Na última
segunda-feira, 23/02, por volta das 23:30h da noite, assisti na Globonews, no
programa Milênio, a entrevista com o sociólogo francês Edgar Morin. Para mim, um
dos maiores cientistas sociais vivos!
Conheço e continuo a me
aprofundar na sua obra monumental, cuja pedra fundamental é O Enigma Humano,
livro de 1973. Mesmo assim, poder assistir uma entrevista com o Professor Morin
(leia-se “Morran”) é um deleite, cuja fruição é revigorante. Por isso, como já
sou normalmente madrugador do conhecimento, assisti ao replay do programa às
3:30h da terça.
Só em vê-lo aos 94
anos, magro, ágil no andar e gesticular, rápido no raciocínio e com as
palavras, bem humorado e sorrindo enquanto desenvolvia os argumentos para as
questões propostas e elegantemente vestido já configura experiência inspiradora
e edificante. Com acesso a alguns bastidores universitários, desconfio que as “caipirinhas”
brasileiras e as mulatas da Martinica francesa sejam um dos segredos dessa
energia contagiante! Não entrarei no mérito dos temas abordados durante a
entrevista, que foram muitos, ficarei apenas com a frase que intitula este
artigo, “O que não se regenera degenera”, que o Professor Morin utilizou para
justificar sua motivação para continuar estudando a complexidade humana.
Complexidade não se deve
compreender como algo enigmático ou inacessível, mas sim como composto por
diferentes níveis de realidade, que se relacionam, se influenciam e se
determinam de maneiras diversas, no decorrer da experiência humana individual e
coletiva.
No plano individual, isso
quer dizer que apesar de sermos membros de uma espécie cujas fases de desenvolvimento
desde o útero são iguais para todos (filogênese), acontece, ao mesmo tempo, uma
modelagem genética e cultural (experiências individual e social) que definirá
uma individualidade para cada um de nós (ontogênese). Veja-se, por exemplo, a
singularidade dos rostos humanos, com exceção dos gêmeos idênticos, eles
representam identidades originais, únicas. O mesmo não acontece com as demais
espécies, todos os gatos se parecem assim como todos os cães de uma mesma raça.

DADOS COLETADOS:
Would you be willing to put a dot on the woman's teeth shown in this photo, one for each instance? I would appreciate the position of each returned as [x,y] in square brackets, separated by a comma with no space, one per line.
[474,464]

TAREFAS PROPOSTAS:
a – Como ficaria, em versão mais concisa, o parágrafo do trecho que começa com "Complexidade não se deve compreender", mantendo suas ideias principais?
b – Responda com base no trecho:
(i) Em que data e por volta de que horário a entrevista foi assistida na Globonews?
(ii) Que livro é apontado como pedra fundamental da obra de Morin, e de que ano ele é?
(iii) Que idade Morin tinha, segundo o trecho?
c – Copie do trecho, sem nenhuma alteração, a passagem que vai de "Só em vê-lo" até "a complexidade humana.".

RESPOSTAS ÀS TAREFAS:
a – Complexidade não é algo enigmático ou inacessível. É um conjunto de diferentes níveis de realidade que se relacionam, se influenciam e se determinam de formas diversas ao longo da experiência humana, individual e coletiva.

b –
(i) Na segunda-feira, 23/02, por volta das 23:30h.
(ii) O Enigma Humano, de 1973.
(iii) 94 anos.

c –
Só em vê-lo aos 94
anos, magro, ágil no andar e gesticular, rápido no raciocínio e com as
palavras, bem humorado e sorrindo enquanto desenvolvia os argumentos para as
questões propostas e elegantemente vestido já configura experiência inspiradora
e edificante. Com acesso a alguns bastidores universitários, desconfio que as “caipirinhas”
brasileiras e as mulatas da Martinica francesa sejam um dos segredos dessa
energia contagiante! Não entrarei no mérito dos temas abordados durante a
entrevista, que foram muitos, ficarei apenas com a frase que intitula este
artigo, “O que não se regenera degenera”, que o Professor Morin utilizou para
justificar sua motivação para continuar estudando a complexidade humana.